#### [INSTRUCTIONS TO FOLLOW]
Count the lines in the material below that contain the string "Give". Reply with only the number.

____

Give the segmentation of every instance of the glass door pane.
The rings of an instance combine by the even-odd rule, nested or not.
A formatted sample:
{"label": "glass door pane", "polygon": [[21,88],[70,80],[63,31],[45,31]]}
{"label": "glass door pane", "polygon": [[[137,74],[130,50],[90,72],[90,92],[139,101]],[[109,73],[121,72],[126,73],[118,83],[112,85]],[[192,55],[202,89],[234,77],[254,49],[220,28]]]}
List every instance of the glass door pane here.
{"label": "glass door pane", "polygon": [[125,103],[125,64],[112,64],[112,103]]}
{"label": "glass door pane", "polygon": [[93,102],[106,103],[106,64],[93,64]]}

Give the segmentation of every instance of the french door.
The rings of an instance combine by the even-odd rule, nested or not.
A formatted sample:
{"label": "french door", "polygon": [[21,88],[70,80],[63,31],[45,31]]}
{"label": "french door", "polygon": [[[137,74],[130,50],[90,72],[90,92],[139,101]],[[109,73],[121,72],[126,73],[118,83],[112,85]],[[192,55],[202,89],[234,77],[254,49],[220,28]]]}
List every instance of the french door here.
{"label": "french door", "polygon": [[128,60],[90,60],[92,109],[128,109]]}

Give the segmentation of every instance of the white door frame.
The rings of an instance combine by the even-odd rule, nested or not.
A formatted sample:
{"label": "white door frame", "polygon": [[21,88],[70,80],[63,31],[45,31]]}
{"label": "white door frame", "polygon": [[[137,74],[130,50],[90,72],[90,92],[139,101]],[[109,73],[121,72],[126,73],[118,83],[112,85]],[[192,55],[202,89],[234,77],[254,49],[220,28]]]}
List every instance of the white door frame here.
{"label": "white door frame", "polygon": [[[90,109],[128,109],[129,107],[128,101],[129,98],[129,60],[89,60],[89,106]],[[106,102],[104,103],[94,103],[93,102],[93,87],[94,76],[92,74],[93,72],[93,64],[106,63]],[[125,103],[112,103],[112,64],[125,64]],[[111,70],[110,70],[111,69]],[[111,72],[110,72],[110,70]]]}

____

#### [TASK RESPONSE]
3